Directive
Would you retype the listing below exactly as given?

"""

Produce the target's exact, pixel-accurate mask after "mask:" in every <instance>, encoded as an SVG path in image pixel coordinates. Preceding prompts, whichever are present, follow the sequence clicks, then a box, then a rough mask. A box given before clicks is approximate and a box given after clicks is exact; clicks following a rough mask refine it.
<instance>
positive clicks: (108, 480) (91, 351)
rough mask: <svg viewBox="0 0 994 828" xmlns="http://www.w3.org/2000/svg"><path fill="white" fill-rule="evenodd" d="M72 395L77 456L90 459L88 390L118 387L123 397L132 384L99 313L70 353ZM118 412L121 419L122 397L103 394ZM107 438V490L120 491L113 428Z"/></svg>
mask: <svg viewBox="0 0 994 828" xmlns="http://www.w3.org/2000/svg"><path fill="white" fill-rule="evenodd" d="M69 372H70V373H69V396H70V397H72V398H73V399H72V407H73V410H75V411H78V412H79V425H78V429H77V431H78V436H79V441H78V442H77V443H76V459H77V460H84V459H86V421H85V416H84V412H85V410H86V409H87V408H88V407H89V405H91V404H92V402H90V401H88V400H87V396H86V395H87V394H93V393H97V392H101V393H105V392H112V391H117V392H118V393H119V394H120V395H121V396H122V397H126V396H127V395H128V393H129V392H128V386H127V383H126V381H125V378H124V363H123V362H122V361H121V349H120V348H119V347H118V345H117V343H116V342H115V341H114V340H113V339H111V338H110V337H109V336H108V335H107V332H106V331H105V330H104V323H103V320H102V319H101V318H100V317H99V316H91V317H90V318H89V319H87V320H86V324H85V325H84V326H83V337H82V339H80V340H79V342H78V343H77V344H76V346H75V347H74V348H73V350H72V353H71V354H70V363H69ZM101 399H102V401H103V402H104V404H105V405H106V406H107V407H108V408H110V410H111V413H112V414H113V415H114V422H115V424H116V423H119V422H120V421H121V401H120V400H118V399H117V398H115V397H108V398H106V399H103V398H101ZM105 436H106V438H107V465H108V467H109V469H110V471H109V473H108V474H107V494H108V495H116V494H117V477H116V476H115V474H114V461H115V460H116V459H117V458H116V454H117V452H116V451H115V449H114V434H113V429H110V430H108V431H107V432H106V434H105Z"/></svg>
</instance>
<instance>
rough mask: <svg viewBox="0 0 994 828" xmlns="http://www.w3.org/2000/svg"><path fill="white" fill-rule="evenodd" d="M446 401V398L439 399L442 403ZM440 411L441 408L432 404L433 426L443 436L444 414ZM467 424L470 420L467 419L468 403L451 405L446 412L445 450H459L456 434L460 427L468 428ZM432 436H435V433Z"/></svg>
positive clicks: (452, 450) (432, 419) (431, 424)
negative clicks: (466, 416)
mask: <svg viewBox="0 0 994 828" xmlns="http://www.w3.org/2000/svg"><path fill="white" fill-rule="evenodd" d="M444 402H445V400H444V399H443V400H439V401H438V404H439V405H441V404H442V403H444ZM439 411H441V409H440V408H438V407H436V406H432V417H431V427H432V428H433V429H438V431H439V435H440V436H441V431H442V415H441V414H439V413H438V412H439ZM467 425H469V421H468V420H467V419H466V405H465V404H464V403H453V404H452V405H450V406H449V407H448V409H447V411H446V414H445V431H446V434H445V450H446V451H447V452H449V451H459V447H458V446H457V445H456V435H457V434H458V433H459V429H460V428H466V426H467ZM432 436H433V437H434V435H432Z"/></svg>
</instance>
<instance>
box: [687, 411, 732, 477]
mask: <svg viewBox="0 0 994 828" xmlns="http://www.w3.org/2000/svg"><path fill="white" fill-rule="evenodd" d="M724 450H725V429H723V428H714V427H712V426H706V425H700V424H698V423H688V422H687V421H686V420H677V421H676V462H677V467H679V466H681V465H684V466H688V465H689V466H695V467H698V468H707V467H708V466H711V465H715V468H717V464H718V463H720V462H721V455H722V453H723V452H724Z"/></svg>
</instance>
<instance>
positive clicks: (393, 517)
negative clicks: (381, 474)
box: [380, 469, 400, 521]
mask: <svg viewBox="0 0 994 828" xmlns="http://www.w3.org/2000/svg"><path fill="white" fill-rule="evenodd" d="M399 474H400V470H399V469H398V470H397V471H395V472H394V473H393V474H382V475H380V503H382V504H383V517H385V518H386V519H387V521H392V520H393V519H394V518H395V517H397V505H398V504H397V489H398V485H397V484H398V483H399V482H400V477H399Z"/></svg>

"""

Result
Produce the target's exact, pixel-accurate mask after "mask:" in every <instance>, encoded as an SVG path in image pixel coordinates. Preceding prompts, whichever are present, follow the sequence clicks, then a box, then a rough mask. A box given before clicks is approximate and a box given after clicks is exact; clicks following a rough mask refine it.
<instance>
positive clicks: (108, 480) (91, 351)
rough mask: <svg viewBox="0 0 994 828" xmlns="http://www.w3.org/2000/svg"><path fill="white" fill-rule="evenodd" d="M72 395L77 456L90 459L88 390L118 387L123 397L132 384L99 313L70 353ZM118 412L121 419L122 397L103 394ZM107 438V490L120 491L113 428Z"/></svg>
mask: <svg viewBox="0 0 994 828" xmlns="http://www.w3.org/2000/svg"><path fill="white" fill-rule="evenodd" d="M69 372H70V373H69V396H70V397H72V398H73V399H72V407H73V410H75V411H78V412H79V425H78V429H77V431H78V436H79V441H78V442H77V443H76V459H77V460H84V459H86V421H85V416H84V412H85V410H86V409H87V408H88V407H89V405H91V404H92V402H90V401H88V400H87V396H86V395H87V394H93V393H97V392H101V393H105V392H112V391H117V392H118V393H119V394H120V395H121V396H122V397H126V396H127V395H128V393H129V392H128V386H127V383H126V381H125V378H124V363H123V362H122V361H121V349H120V348H119V347H118V345H117V343H116V342H115V341H114V340H113V339H111V338H110V337H109V336H108V335H107V332H106V331H105V330H104V323H103V320H102V319H101V318H100V317H99V316H91V317H90V318H89V319H87V320H86V324H85V325H84V326H83V337H82V339H80V340H79V342H78V343H77V344H76V346H75V347H74V348H73V350H72V353H71V354H70V363H69ZM101 399H102V401H103V402H104V404H105V405H106V406H107V407H108V408H110V410H111V413H112V414H113V415H114V422H115V424H116V423H119V422H120V421H121V401H120V400H118V399H117V398H115V397H108V398H106V399H103V398H101ZM105 436H106V438H107V465H108V467H109V469H110V471H109V473H108V474H107V494H108V495H116V494H117V477H116V476H115V474H114V461H115V460H116V459H117V458H116V454H117V452H116V451H115V449H114V434H113V429H110V430H108V431H107V432H106V434H105Z"/></svg>
</instance>
<instance>
rough mask: <svg viewBox="0 0 994 828" xmlns="http://www.w3.org/2000/svg"><path fill="white" fill-rule="evenodd" d="M446 401V398L439 399L442 403ZM440 411L441 408L432 404L433 426L443 436L444 414ZM467 424L470 420L467 419L468 403L451 405L446 412L445 450H459L456 434L460 427L468 428ZM432 436H435V433Z"/></svg>
positive clicks: (452, 450) (432, 419) (431, 424)
negative clicks: (466, 416)
mask: <svg viewBox="0 0 994 828" xmlns="http://www.w3.org/2000/svg"><path fill="white" fill-rule="evenodd" d="M444 402H445V400H444V399H443V400H439V401H438V404H439V405H441V404H442V403H444ZM439 411H441V409H440V408H438V407H436V406H432V417H431V427H432V428H433V429H438V431H439V435H440V436H441V431H442V415H441V414H439V413H438V412H439ZM467 425H469V421H468V420H467V419H466V405H465V404H464V403H453V404H452V405H450V406H449V407H448V409H447V411H446V414H445V431H446V434H445V450H446V451H447V452H449V451H459V447H458V446H457V445H456V435H457V434H458V433H459V429H460V428H466V426H467ZM432 436H433V437H434V435H432Z"/></svg>
</instance>
<instance>
box: [687, 411, 732, 477]
mask: <svg viewBox="0 0 994 828" xmlns="http://www.w3.org/2000/svg"><path fill="white" fill-rule="evenodd" d="M724 450H725V429H723V428H714V427H712V426H706V425H700V424H698V423H688V422H687V421H686V420H677V421H676V462H677V467H679V466H681V465H684V466H688V465H689V466H695V467H698V468H707V467H708V466H711V465H715V468H717V464H718V463H720V462H721V455H722V453H723V452H724Z"/></svg>
</instance>
<instance>
positive clicks: (393, 517)
negative clicks: (381, 474)
box: [380, 469, 400, 521]
mask: <svg viewBox="0 0 994 828" xmlns="http://www.w3.org/2000/svg"><path fill="white" fill-rule="evenodd" d="M399 474H400V470H399V469H398V470H397V471H395V472H394V473H393V474H382V475H380V503H382V504H383V517H385V518H386V519H387V521H392V520H393V519H394V518H395V517H397V505H398V504H397V489H398V485H397V484H398V483H399V482H400V477H399Z"/></svg>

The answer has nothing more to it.